**TASK DESCRIPTION**: Could you repeat the listing below with every "segment" switched to "outline" and everything else left unchanged?

**RECORDS SUPPLIED**:
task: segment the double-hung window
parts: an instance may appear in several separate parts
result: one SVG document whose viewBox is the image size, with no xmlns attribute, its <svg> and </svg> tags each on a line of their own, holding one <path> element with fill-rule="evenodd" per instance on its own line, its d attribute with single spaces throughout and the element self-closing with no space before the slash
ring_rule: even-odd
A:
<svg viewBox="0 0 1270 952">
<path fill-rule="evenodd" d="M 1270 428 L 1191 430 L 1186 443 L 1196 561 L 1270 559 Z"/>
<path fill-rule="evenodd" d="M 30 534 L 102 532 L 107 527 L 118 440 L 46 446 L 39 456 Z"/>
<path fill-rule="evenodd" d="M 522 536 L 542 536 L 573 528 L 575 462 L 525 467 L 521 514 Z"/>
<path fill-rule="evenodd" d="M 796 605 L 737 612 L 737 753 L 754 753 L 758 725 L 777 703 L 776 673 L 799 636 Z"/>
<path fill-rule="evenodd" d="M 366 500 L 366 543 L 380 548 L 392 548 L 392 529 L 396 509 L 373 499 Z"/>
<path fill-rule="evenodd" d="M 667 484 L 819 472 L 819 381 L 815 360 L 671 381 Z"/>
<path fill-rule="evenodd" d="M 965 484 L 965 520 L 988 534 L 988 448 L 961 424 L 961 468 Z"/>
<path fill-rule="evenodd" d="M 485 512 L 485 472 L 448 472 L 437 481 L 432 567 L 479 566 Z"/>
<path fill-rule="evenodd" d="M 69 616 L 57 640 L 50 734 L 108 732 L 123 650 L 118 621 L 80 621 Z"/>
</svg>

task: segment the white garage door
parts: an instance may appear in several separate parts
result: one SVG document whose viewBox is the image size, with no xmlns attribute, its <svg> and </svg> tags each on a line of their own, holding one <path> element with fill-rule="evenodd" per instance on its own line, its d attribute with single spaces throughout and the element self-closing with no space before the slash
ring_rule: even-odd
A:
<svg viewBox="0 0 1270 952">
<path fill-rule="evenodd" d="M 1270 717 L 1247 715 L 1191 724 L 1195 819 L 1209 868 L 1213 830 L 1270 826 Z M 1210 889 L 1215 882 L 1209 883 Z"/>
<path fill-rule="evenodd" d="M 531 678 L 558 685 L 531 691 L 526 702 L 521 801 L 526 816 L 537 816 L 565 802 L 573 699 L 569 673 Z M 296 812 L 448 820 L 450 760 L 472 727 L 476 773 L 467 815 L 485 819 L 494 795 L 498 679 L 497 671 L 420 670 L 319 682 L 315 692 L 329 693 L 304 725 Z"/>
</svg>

**EXPECTED ANSWER**:
task: outline the double-hung window
parts: an instance may appear in several separate parts
result: one SVG document whose viewBox is the image size, with no xmlns attribute, its <svg> and </svg> tags each on a line of their own, holding one <path> element with fill-rule="evenodd" per instance on its own line, its d attribute with single spaces throughout and the element self-closing with no space before the slash
ring_rule: even-odd
A:
<svg viewBox="0 0 1270 952">
<path fill-rule="evenodd" d="M 1270 428 L 1191 430 L 1186 443 L 1196 561 L 1270 559 Z"/>
<path fill-rule="evenodd" d="M 30 534 L 102 532 L 107 527 L 118 440 L 46 446 L 39 456 Z"/>
<path fill-rule="evenodd" d="M 522 536 L 542 536 L 573 528 L 575 462 L 525 467 L 521 514 Z"/>
<path fill-rule="evenodd" d="M 796 605 L 737 612 L 737 753 L 754 753 L 758 725 L 777 703 L 776 673 L 799 636 Z"/>
<path fill-rule="evenodd" d="M 366 500 L 366 543 L 380 548 L 392 548 L 392 529 L 396 509 L 373 499 Z"/>
<path fill-rule="evenodd" d="M 667 484 L 819 472 L 819 381 L 815 360 L 671 381 Z"/>
<path fill-rule="evenodd" d="M 965 484 L 965 520 L 988 534 L 988 448 L 961 424 L 961 468 Z"/>
<path fill-rule="evenodd" d="M 485 512 L 485 472 L 448 472 L 437 481 L 432 567 L 479 566 Z"/>
<path fill-rule="evenodd" d="M 69 616 L 57 640 L 50 734 L 108 732 L 123 650 L 118 621 L 80 621 Z"/>
</svg>

task: outline the white garage door
parts: an instance may appear in several separate parts
result: one SVG document whose viewBox is the image size, with no xmlns attribute, its <svg> and </svg> tags each on a line of their own, holding one <path> element with fill-rule="evenodd" per instance on its own line, its d attribute with single spaces throughout and the element self-closing with no space before the slash
ring_rule: even-odd
A:
<svg viewBox="0 0 1270 952">
<path fill-rule="evenodd" d="M 1270 717 L 1247 715 L 1191 724 L 1195 819 L 1209 868 L 1213 830 L 1270 826 Z M 1210 889 L 1215 882 L 1209 883 Z"/>
<path fill-rule="evenodd" d="M 531 678 L 558 685 L 531 691 L 526 702 L 521 801 L 526 816 L 537 816 L 565 802 L 573 699 L 569 673 Z M 296 812 L 448 820 L 450 760 L 472 727 L 476 773 L 467 815 L 485 819 L 494 795 L 498 679 L 497 671 L 420 670 L 319 682 L 315 692 L 329 693 L 304 725 Z"/>
</svg>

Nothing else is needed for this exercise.